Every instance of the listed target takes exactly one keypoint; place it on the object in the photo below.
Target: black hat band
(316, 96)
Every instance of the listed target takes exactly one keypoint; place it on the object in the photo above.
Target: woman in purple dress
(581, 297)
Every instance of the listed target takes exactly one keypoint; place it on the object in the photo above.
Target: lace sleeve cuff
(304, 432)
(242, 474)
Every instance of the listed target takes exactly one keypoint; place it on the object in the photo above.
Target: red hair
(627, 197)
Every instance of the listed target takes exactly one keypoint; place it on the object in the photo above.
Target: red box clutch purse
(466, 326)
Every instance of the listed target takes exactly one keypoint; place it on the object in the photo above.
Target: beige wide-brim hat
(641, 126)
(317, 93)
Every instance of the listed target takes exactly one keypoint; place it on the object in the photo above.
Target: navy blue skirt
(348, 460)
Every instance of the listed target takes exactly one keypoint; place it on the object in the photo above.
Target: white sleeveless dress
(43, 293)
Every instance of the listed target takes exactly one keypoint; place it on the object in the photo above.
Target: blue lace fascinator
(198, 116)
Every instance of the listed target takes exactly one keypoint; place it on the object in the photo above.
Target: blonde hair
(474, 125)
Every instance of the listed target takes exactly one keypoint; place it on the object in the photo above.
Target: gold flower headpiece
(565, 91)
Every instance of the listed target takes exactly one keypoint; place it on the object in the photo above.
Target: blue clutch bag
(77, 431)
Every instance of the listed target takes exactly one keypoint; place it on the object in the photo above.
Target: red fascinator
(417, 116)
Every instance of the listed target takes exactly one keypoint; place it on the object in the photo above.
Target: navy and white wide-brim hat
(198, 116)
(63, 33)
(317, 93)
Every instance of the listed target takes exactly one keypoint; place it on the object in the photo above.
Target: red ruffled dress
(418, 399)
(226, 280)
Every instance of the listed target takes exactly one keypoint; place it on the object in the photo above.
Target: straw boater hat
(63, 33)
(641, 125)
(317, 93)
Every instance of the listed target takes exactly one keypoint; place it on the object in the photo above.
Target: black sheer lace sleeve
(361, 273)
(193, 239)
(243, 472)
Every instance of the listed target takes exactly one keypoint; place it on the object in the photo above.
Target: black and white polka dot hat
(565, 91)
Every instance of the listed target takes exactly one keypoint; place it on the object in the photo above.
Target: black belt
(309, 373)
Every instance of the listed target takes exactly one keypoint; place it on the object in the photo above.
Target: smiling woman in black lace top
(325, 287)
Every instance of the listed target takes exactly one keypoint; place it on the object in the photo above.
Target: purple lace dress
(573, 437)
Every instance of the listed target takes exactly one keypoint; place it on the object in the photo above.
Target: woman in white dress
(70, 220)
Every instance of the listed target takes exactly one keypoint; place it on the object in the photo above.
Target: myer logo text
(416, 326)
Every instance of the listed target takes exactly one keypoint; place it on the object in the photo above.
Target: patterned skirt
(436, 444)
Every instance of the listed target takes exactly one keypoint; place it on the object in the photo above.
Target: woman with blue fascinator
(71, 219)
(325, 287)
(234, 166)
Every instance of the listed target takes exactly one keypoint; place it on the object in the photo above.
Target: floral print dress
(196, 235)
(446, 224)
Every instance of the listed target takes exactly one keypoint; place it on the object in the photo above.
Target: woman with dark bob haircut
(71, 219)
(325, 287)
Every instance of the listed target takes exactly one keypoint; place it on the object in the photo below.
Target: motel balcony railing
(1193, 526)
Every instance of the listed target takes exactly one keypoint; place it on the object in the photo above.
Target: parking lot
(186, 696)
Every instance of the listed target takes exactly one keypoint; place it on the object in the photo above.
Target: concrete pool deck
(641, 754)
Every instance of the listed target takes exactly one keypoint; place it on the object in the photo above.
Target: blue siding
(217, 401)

PROBLEM STATEMENT>
Restate each entry word for word.

RESPONSE>
Every instance of the listed target takes exactly one keypoint; place it on the object in the photo below.
Target: black hat band
(316, 96)
Every instance of the listed target takes exactly one keypoint; place it on the object in the photo above.
Target: woman in purple dress
(581, 297)
Every instance of the listed target takes exactly one keypoint; place it on the object in the photo above.
Target: lace sleeve cuff
(304, 432)
(242, 474)
Every instance of the listed target takes exactly one keypoint; place it on the object in the photo above.
Target: red hair
(627, 197)
Every instance of the listed target takes exactly one keypoint; place it on the object in the photo above.
Target: red box clutch purse
(466, 326)
Every instance of the listed target takes exactly one keypoint; place it on the object in the photo above.
Target: beige wide-brim hat
(641, 126)
(317, 93)
Every instance of the listed target takes exactly one keypoint; place it on the object in the photo above.
Target: navy blue skirt
(348, 460)
Every instance of the listed target takes exactly one keypoint; place it on the object in the photo above.
Target: white sleeveless dress
(43, 293)
Every instance of the listed target takes exactly one keypoint; place it on the object in the photo above.
Target: blue lace fascinator
(198, 116)
Every instance of the listed target takes exactly one keypoint; place it on the object in the photo above.
Target: blonde hair
(474, 125)
Every instance of the listed target takes exactly one keypoint; place it on the object in the photo above.
Target: gold flower headpiece
(565, 91)
Every instance of the listed target takes exactly one keypoint; place it on the object in the photo above.
Target: blue clutch bag
(77, 431)
Every instance of the listed target takes exactly one keypoint; place it on the object in the photo above.
Target: red fascinator
(417, 116)
Every instance of the listed target takes exactly one keypoint; place it on the object in the photo above.
Target: navy and white wide-brim hat
(198, 116)
(63, 33)
(317, 93)
Every instance of the listed target takes exactly one keypoint; place it on the object in the photo above.
Target: red ruffled dress
(418, 399)
(226, 280)
Every instance of the listed target takes exactly one keypoint; place it on the object in the photo above.
Target: straw boater hat
(63, 33)
(641, 125)
(317, 93)
Every instance of the listed target takes exactly one keypoint; place it on the object in the photo above.
Target: black sheer lace sleeve
(361, 273)
(193, 239)
(243, 472)
Every instance of the listed target takes exactly one keypoint; place it on the object in the photo above.
Target: black and white polka dot hat
(565, 91)
Every instance of the listed target takes exactly one keypoint; place it on the object in the photo above.
Target: black belt
(309, 373)
Every instance of the listed target takes exactly one keypoint; place it on the object in the photo above.
Target: smiling woman in black lace top
(325, 287)
Every instance of the listed target takes exactly one keypoint; place it on the object in the photo above.
Target: purple lace dress
(573, 437)
Every instance of the listed target takes exactly one keypoint; place it on the object in the photo above.
Target: woman in white dress
(70, 220)
Every instance of the listed target takes exactly one keypoint; place it on the object in the photo above.
Target: myer logo text
(416, 326)
Every instance of the listed target takes exactly one keypoint; place it on the object in the photo above.
Target: patterned skirt
(436, 444)
Every instance of the listed target takes exactly one keypoint; place it on the object in the photo above.
Target: woman with blue fascinator
(71, 219)
(325, 287)
(234, 166)
Every instance of the listed target takes exactly one keypoint; place it on the object in the photo above.
Target: floral print dress
(196, 235)
(446, 224)
Every instance of the listed target takes exactly one keypoint; place it on the object in the photo above.
Target: woman with dark bob haircut
(71, 219)
(325, 287)
Every instance of the listed target takes exactly one keypoint; place it on the object in the photo below.
Target: motel balcony railing
(1193, 526)
Every instance of the listed target takes exactly one keypoint; place it on the object in the photo above.
Target: parking lot
(186, 696)
Every instance of the listed target takes exactly one keypoint; place it on the object in the photo above.
Target: concrete pool deck
(641, 754)
Every instance of the listed target takes exactly one keypoint; place it on the object in the photo above.
Target: blue siding
(217, 401)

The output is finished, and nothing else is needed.